### QUOTED PASSAGE
Yesterday, the Budget Committee of the Italian Senate voted to approve a modified version of an amendment to the budget law.
The changes immediately outlaw the breeding of fur-bearing animals, including mink, foxes, chinchillas, and raccoon dogs.
Additionally, Italy’s remaining active fur farms must shut down by June 30, 2022.
Further, the Ministry of Agriculture will provide funds to farmers affected by the ban, putting a total of €3 million aside for this purpose.
According to animal protection organization Humane Society International/Europe (HSI), Parliament’s official approval of the ban is expected to go through by the end of the year.
Consequently, Italy will become the 16th country in Europe to end fur farming.
A myriad of Italian fashion designers have already made similar commitments, by removing fur from their designs, runways, and magazine covers. Armani, Gucci, Prada, Valentino, and Versace have all ditched fur from their lines.
Meanwhile, ELLE magazine in Italy pledged to never work with or advertise the animal product again; the fur-free policy applies to all of ELLE’s editions around the world.
A victory for animals
Animal rights advocates have welcomed the news with open arms.
Hon. Michela Vittoria Brambilla is president of the Parliamentary Intergroup for Animal Rights and of the Italian League for the Defense of Animals and the Environment.
In a statement, they said: “In thirty years of animal rights battle this is the best victory. Finally, a parliamentary vote sanctions the end of unspeakable suffering inflicted on animals only in the name of profit and vanity … better late than never.

### USING THE INFORMATION
a) In the article on Italy's fur farming ban, rewrite the stretch from "Meanwhile, ELLE magazine" through "with open arms.", replacing "advocates" with "campaigners".
b) Extend the article on Italy's fur farming ban, picking up after its final sentence.

### PROVIDED RECORDS
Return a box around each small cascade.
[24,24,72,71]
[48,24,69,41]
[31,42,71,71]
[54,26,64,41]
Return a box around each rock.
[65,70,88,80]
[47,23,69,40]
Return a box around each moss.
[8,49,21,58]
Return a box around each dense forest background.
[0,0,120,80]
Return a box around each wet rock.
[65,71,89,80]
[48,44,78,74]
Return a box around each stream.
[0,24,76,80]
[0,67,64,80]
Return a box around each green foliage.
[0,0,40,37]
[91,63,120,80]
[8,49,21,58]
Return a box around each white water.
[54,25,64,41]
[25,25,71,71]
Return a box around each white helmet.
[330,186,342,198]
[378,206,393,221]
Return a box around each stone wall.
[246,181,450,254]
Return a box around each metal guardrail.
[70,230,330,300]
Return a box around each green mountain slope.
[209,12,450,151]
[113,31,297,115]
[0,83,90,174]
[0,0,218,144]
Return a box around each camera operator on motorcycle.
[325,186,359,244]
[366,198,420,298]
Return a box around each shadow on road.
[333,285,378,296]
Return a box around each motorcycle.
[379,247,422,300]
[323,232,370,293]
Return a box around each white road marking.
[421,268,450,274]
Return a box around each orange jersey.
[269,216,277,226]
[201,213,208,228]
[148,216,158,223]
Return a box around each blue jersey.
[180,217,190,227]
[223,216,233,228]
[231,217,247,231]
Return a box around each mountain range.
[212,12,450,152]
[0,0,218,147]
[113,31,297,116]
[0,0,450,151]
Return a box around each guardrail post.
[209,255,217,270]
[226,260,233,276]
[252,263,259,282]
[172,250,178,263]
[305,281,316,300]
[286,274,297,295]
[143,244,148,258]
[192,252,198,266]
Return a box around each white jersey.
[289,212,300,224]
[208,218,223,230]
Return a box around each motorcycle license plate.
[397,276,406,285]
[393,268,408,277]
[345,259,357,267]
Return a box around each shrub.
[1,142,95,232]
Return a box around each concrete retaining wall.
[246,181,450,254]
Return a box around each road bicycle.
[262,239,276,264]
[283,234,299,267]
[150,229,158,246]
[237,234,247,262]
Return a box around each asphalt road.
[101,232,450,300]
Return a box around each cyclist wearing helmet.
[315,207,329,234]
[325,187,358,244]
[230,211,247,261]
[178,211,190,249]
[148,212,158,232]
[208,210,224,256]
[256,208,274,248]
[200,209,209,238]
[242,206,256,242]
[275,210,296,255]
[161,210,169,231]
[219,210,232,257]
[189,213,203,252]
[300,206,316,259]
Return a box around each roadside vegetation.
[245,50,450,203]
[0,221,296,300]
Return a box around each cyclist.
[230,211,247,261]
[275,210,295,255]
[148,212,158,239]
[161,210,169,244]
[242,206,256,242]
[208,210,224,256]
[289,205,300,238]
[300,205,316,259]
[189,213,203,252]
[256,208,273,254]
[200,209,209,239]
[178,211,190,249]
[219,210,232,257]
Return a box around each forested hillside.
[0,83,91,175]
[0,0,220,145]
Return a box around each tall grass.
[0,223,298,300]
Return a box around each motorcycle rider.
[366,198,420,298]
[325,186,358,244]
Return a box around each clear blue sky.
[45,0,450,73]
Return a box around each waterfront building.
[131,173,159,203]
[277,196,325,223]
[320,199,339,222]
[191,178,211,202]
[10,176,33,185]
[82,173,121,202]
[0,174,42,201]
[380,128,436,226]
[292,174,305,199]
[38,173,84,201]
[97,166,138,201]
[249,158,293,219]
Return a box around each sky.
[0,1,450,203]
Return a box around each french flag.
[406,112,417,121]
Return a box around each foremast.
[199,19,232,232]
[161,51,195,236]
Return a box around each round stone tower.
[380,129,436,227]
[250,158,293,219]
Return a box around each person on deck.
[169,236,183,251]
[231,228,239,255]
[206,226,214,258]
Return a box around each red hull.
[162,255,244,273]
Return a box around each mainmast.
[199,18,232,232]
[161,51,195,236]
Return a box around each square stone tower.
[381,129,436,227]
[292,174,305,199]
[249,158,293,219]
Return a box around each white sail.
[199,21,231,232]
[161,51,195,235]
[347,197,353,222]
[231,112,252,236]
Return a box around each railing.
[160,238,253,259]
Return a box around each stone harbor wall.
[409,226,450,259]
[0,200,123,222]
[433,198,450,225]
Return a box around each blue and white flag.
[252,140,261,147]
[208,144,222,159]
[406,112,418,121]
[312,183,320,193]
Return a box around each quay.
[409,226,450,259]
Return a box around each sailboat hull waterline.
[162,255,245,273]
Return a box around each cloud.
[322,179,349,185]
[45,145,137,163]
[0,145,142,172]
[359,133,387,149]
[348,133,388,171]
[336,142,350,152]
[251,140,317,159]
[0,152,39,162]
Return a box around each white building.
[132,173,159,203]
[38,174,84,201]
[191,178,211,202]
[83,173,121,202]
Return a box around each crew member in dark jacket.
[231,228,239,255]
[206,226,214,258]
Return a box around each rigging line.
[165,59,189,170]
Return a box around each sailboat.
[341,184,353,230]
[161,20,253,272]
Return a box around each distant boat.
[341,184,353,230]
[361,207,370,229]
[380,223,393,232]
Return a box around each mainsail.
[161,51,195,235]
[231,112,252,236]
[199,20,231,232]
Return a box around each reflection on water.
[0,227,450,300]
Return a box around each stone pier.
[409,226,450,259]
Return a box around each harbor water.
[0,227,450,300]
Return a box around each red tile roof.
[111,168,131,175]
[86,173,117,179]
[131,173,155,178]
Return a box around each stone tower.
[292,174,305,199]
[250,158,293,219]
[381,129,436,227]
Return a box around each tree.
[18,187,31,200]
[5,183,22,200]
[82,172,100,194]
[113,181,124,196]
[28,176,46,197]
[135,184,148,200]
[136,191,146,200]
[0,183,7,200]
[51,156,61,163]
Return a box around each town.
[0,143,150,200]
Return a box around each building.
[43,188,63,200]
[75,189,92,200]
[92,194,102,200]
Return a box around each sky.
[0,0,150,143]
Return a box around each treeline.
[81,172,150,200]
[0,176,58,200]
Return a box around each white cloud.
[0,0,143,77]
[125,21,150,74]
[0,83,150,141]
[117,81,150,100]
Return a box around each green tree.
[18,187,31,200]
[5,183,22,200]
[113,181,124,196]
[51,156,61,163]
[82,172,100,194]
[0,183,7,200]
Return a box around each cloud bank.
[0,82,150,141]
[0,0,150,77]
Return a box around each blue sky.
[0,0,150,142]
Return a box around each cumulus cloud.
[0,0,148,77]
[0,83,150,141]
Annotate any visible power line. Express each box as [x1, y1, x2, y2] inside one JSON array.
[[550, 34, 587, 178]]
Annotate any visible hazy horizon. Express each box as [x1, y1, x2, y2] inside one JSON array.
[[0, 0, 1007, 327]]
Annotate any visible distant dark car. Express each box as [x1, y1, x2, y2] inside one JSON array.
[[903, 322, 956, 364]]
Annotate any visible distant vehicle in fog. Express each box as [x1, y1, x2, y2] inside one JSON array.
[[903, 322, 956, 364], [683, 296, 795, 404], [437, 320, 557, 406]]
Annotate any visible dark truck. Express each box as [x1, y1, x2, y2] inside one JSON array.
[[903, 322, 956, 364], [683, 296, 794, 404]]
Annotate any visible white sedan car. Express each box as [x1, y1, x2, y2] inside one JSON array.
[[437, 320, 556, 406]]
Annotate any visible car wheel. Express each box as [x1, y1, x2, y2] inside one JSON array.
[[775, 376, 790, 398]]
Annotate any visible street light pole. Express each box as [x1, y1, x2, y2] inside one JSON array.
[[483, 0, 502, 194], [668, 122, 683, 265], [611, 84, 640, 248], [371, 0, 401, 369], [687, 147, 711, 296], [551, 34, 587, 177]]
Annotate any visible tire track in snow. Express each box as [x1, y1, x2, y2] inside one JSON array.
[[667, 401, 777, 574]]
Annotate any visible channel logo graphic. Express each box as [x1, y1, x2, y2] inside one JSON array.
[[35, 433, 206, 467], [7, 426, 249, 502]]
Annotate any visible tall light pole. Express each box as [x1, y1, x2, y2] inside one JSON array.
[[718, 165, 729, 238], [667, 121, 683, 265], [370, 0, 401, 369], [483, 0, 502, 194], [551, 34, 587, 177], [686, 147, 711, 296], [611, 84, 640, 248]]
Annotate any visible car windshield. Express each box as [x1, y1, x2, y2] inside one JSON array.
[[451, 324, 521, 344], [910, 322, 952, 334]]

### YOUR WRITTEN ANSWERS
a)
Meanwhile, ELLE magazine in Italy pledged to never work with or advertise the animal product again; the fur-free policy applies to all of ELLE’s editions around the world.
A victory for animals
Animal rights campaigners have welcomed the news with open arms.

b)
“Now we await the final approval of the budget law, but the political will has been clearly expressed. A dream comes true that animal protection associations have cultivated for decades in our country … It is a great achievement, which finally all those who love and respect animals rejoice!”
HSI’s director in Italy, Martina Pluda, shares Brambilla’s outlook.
“This is a historic victory for animal protection in Italy, and HSI/Europe is immensely proud that our fur farm conversion strategy has played a central role in dismantling this cruel and dangerous industry in our country,” Pluda said, referring to HSI/Europe’s recent report on mink breeding, which outlined the risks of the trade and pathways to phase it out.
As well as being rife with animal cruelty concerns, fur farming has been linked to multiple outbreaks of COVID-19. As of this month (December, 2021), such outbreaks have been confirmed on 465 mink farms in 12 countries, including Italy.
“There are very clear economic, environmental, public health and of course animal welfare reasons to close and ban fur farms,” Pluda continued. “[This] vote recognizes that allowing the mass breeding of wild animals for frivolous fur fashion represents a risk to both animals and people that can’t be justified by the limited economic benefits it offers to a small minority of people involved in this cruel industry,”
“With so many designers, retailers and consumers going fur-free, conversion of fur farms offers people a sustainable future that the fur trade simply cannot provide.”